But then Horizon whips out her SECOND WMD, the one Neshibara got from Shakespeare, which means breaking a seal and adding avarice to her emotions. We also learn that Toori (still naked) is an outlet that acts as a go-between for Musashi’s ether supply. What that means to us is words of hope and confirmation from our loving couple, along with the warning that Horizon will be more difficult to handle in the future, not that Toori minds. It’s made moot by a Tres Espana vessel blocking the beam (they just won’t give up), but Double Bloody Mary, who’s not supposed to be there I thought, with Tenzo’s help, whips out big glowing sword thing and then it’s finally over. Sorry, Muneshige.

The afterparty.

After that they tie up the loose ends. DBM joins the Musashi and shacks up with Tenzo (C’mon, Tenzo, be a man!), bonfires on both sides. That blond guy shows up alive and well to be with Gin. Curry is served. And the second season of the most confounding, bizarre, head-scratching series I can think of comes to a close. Two WMDs recovered, five to go! And in spite of all the things I’ve said here, I’ll probably watch the next one, because for all the bizarre characters and backstory, this mess of a story was always delivered with high spirits and a sense of adventure. You didn’t always know what was going on (hell, I rarely did), but you could tell that they were having a great time doing it.

Finally, a three-minute thing called Wooser no Sono Higurashi. I’ve seen many mini-shows like this fall on their faces. Chitose was annoying. Yurumates made me wonder why they bothered. I will say that Wooser has better lines than the either of those. The character Wooser’s cynical, hapless delivery works well with the cutesy voices of the girls.

Horizon 25, Polar Bear 26, SKET-Dance finale

Actually, he delivers a pretty good speech.

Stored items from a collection
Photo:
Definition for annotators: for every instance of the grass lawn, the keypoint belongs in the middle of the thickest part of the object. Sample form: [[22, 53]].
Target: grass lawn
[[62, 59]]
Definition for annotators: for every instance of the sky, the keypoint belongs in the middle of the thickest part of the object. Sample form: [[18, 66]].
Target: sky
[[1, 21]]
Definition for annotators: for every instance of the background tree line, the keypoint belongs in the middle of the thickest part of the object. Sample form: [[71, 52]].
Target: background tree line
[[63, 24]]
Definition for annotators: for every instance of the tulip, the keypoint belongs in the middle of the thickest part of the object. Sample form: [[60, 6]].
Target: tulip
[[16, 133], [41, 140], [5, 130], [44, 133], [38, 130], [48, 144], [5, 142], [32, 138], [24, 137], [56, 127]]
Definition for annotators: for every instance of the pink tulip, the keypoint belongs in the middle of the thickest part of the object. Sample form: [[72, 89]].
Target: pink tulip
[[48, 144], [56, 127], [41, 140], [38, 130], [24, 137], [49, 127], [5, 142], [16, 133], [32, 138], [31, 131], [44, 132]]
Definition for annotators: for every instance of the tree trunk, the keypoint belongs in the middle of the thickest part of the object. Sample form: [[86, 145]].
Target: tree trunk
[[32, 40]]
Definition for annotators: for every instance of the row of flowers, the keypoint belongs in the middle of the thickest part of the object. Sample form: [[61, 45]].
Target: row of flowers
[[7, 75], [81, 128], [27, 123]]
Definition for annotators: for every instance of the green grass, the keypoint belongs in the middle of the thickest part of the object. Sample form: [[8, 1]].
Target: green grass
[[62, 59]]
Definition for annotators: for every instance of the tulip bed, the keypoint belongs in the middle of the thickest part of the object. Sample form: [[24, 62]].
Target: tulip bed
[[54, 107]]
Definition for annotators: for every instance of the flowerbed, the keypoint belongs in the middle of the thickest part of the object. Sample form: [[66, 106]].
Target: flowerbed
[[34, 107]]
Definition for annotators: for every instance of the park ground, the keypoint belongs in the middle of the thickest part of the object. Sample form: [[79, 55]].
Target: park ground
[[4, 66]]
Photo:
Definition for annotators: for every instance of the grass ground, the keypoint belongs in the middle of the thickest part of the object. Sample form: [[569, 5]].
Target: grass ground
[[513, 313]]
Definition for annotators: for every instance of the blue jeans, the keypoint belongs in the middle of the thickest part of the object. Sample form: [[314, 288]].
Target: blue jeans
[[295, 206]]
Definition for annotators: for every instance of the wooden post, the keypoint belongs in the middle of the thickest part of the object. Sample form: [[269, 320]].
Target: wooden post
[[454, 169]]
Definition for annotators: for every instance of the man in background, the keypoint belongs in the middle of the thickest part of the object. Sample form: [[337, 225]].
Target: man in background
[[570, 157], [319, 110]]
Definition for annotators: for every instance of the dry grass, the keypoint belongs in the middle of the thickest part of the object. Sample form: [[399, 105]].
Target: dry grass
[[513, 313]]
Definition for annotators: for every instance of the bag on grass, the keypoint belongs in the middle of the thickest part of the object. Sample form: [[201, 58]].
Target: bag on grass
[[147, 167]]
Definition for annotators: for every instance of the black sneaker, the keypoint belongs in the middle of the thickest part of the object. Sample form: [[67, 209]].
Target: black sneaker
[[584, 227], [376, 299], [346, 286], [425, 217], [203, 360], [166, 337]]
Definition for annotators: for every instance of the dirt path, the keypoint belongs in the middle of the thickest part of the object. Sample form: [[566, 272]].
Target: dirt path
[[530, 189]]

■ Required actions ■
A - Shorten the paragraph of the review that begins "Finally, a three-minute thing" into a bulleted list that keeps its main facts.
B - Echo the part of the review between "But then Horizon" and "over. Sorry, Muneshige.", inclusive.

■ Completed exercise ■
A -
- The last show covered is a three-minute one called Wooser no Sono Higurashi.
- Many mini-shows like it have fallen on their faces: Chitose was annoying, and Yurumates made the writer wonder why they bothered.
- Wooser has better lines than either of those.
- The character Wooser's cynical, hapless delivery works well with the girls' cutesy voices.

B -
But then Horizon whips out her SECOND WMD, the one Neshibara got from Shakespeare, which means breaking a seal and adding avarice to her emotions. We also learn that Toori (still naked) is an outlet that acts as a go-between for Musashi’s ether supply. What that means to us is words of hope and confirmation from our loving couple, along with the warning that Horizon will be more difficult to handle in the future, not that Toori minds. It’s made moot by a Tres Espana vessel blocking the beam (they just won’t give up), but Double Bloody Mary, who’s not supposed to be there I thought, with Tenzo’s help, whips out big glowing sword thing and then it’s finally over. Sorry, Muneshige.